▶ WORK TO BE COMPLETED
Can you write out all of the material below, word for word?

▶ DATA SHOWN
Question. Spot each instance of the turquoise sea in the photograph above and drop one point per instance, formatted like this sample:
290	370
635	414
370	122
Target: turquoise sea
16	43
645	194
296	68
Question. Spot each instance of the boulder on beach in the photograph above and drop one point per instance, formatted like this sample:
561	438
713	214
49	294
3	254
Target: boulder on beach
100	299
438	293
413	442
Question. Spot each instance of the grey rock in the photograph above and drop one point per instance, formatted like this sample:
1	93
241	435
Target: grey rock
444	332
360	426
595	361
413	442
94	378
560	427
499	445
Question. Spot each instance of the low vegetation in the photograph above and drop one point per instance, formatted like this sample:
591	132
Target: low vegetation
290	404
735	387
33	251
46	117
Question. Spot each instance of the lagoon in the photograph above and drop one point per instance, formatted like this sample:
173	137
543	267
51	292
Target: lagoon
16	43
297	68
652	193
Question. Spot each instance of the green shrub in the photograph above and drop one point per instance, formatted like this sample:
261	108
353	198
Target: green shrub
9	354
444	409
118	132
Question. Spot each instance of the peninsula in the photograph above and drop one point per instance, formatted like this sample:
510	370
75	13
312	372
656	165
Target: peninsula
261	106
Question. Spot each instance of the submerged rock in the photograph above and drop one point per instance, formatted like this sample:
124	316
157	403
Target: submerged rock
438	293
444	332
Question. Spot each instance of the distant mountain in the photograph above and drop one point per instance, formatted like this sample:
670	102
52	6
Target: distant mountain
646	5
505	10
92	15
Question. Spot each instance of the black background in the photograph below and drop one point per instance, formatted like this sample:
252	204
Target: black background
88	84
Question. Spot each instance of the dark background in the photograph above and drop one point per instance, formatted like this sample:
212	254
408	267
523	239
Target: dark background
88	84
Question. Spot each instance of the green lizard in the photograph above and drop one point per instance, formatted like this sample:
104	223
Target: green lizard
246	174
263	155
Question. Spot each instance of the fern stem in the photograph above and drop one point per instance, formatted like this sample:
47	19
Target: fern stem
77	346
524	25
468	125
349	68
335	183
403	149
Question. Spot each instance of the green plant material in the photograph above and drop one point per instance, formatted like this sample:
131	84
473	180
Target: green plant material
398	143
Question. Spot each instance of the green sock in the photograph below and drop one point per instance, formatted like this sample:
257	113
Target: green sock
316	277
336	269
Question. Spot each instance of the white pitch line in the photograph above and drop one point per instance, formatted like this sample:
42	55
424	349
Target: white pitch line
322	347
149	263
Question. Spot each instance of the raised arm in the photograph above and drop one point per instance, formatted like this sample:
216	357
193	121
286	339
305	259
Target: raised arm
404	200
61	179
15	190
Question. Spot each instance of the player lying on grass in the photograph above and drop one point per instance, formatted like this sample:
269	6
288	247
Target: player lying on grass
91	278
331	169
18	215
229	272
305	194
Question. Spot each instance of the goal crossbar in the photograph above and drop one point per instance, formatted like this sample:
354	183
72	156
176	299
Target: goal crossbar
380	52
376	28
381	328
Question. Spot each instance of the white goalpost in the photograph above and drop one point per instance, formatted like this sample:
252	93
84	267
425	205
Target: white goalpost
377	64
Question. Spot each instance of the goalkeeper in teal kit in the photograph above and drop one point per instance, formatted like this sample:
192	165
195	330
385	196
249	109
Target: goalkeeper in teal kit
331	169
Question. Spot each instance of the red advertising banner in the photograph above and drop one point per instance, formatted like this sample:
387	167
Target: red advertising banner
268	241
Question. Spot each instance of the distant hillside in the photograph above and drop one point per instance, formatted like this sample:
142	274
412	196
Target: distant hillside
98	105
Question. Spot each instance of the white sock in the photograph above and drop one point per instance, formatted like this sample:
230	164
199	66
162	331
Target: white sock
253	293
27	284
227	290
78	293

▶ SOLVED EXERCISE
Question. Spot each instance of the turquoise sea in the photograph above and drop one point per instance, formatted like this sample:
290	370
635	414
370	122
Target: turquoise sea
16	43
645	194
296	68
Question. Spot each instance of the boulder on beach in the photograph above and drop one point per instance, formatted like this sample:
561	438
713	214
49	294
3	254
Target: boulder on beach
100	299
438	293
413	442
Question. Spot each instance of the grey rock in the photograph above and drop one point per instance, formatted like this sample:
1	93
241	435
Target: grey rock
444	332
360	426
595	361
413	442
94	378
560	427
499	445
Question. Spot each instance of the low vegetation in the photograph above and drop one point per instance, formatted like this sample:
591	132
Target: low vegetation
290	404
735	387
33	251
46	117
Question. Spot each instance of the lagoon in the photograph above and drop one point per instance, formatted like this sample:
173	137
543	267
51	292
Target: lagoon
16	43
297	68
652	193
Question. Spot each instance of the green shrub in the photograph above and drop one point per instance, formatted like this sample:
261	108
353	198
Target: green shrub
9	354
444	409
118	132
Question. Spot each instance of the peninsula in the photograph above and drop one point per instance, formatted like this sample:
510	370
75	13
312	372
656	165
Target: peninsula
261	106
Question. Spot each instance of the submerged rock in the photograph above and drop one point per instance, formatted like this sample:
124	316
157	403
Target: submerged rock
438	293
444	332
Question. Spot each instance of the distant mountain in the photograph above and drop one point per instance, formatted like this sample:
670	102
52	6
Target: distant mountain
646	5
505	10
92	15
Question. Spot each instance of the black background in the photograph below and drop one point per instance, formatted like this sample:
252	204
Target: black background
88	84
Question. Spot each instance of the dark background in the photograph above and drop one point per instance, formatted like this sample:
212	254
408	267
523	239
Target: dark background
88	84
Question. Spot each instance of the green lizard in the photograph above and drop one point per instance, formatted like this sample:
104	223
Target: green lizard
246	174
263	155
Question. Spot each instance of the fern stem in the photograph above and drop one point per instance, formatted like this sample:
47	19
Target: fern stem
77	346
524	25
468	125
349	68
335	183
403	149
Question. Spot each instance of the green plant material in the photograph above and drop one point per instance, formatted like this sample:
131	84
473	180
Target: green plant material
398	143
Question. Spot each instance of the green sock in the photograph below and drop one point per instance, formatted like this sample:
257	113
Target: green sock
316	277
336	269
Question. Spot each instance of the white pitch line in the photograph above and drop one point per instance, formatted like this sample:
42	55
424	349
Target: white pitch line
322	347
149	263
Question. Spot each instance of the raised arm in the photograph above and drop one point per instance, formatted like this sample:
216	357
193	121
286	339
305	259
Target: raised arm
404	200
61	179
15	190
Question. Spot each instance of the player lying on grass in the photograph above and drop one point per instance, formatted like this sample:
269	6
288	247
Target: player lying on grass
91	278
331	169
18	215
229	272
305	194
Question. Spot each instance of the goal crossbar in the photograph above and drop one point per instance, formatted like this sample:
354	183
72	156
176	299
Target: goal crossbar
380	52
376	28
381	328
Question. Spot each instance of the white goalpost in the photograph above and drop one point per instance, formatted like this sample:
252	93
84	267
425	205
Target: white goalpost
377	64
Question. Spot each instance of the goalkeeper in teal kit in the photograph above and drop one point per instance, formatted like this sample:
192	165
195	330
385	196
249	109
Target: goalkeeper in teal kit
331	169
Question. Spot each instance of the red advertising banner in the photograph above and drop one point per instance, formatted like this sample:
387	167
Target: red advertising banner
268	241
Question. Spot each instance of the distant hillside in the photograph above and drop one point per instance, formatted like this sample:
142	274
412	196
Target: distant hillside
98	105
Question. Spot each instance of the white sock in the photograph above and drop one point per instance, formatted like this sample:
230	164
199	66
162	331
Target: white sock
253	293
27	284
227	290
78	293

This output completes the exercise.